* [EXERCISE DETAILS]: Summarize the biography of the footballer Héctor below in two sentences.

* [DOCUMENT]:
##############################

Héctor Sánchez Cabrera (born 31 March 1985), known simply as Héctor, is a Spanish professional footballer who plays for UD Gran Tarajal as a left-back.

Club career
Héctor was born in Puerto del Rosario, Canary Islands. A product of CD Tenerife's youth system, he made his first-team debut in 2004–05 in the Segunda División, then made a further 57 league appearances over the next four seasons, including 19 in 2008–09 to help the club return to La Liga after seven years.

In the following campaign, Héctor made his top-flight debut when he played seven minutes in a 2–1 home win against Sporting de Gijón on 6 December 2009, but featured sparingly overall – seven of his 11 matches came in the last rounds – as his team was immediately relegated.

On 19 June 2011, Héctor signed for Videoton FC in Hungary. Having returned to his country after nearly two years of inactivity, he resumed his career in the lower leagues.

##############################

* [DATA EXTRACT]:
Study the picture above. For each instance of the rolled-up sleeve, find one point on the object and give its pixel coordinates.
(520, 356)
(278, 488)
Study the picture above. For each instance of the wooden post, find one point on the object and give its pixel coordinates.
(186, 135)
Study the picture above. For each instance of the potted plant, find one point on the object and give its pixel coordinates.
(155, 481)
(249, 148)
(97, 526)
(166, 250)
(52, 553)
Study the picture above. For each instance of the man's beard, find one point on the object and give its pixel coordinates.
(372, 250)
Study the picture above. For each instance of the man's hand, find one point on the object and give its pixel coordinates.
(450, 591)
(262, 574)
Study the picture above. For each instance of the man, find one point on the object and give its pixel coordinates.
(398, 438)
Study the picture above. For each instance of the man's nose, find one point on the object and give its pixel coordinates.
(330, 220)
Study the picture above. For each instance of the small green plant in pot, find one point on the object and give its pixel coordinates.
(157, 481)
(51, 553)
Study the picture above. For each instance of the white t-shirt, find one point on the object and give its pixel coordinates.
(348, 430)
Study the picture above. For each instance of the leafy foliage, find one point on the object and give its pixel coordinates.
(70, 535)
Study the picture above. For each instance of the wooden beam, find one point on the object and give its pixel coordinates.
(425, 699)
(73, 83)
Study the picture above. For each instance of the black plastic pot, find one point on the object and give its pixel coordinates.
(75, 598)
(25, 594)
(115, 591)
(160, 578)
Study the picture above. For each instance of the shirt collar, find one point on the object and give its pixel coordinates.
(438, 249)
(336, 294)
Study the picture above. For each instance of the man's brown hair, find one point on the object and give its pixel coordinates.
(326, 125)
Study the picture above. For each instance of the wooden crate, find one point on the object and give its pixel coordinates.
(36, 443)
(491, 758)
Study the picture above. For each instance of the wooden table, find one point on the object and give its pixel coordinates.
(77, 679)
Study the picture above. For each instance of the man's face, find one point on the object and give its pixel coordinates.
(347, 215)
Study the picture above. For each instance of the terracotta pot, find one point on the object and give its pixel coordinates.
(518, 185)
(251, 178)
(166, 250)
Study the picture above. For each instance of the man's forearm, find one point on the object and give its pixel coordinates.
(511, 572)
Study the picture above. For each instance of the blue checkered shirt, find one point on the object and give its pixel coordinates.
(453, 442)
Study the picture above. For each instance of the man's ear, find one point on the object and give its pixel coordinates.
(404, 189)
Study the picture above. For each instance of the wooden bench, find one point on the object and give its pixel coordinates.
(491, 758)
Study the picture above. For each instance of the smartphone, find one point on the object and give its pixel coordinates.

##############################

* [EXERCISE RESPONSE]: Héctor Sánchez Cabrera is a Spanish left-back born in Puerto del Rosario who came through CD Tenerife's youth system and helped the club return to La Liga in 2008–09. He featured sparingly in the top flight as Tenerife was immediately relegated, signed for Videoton FC in Hungary in June 2011, and later resumed his career in the Spanish lower leagues after nearly two years of inactivity.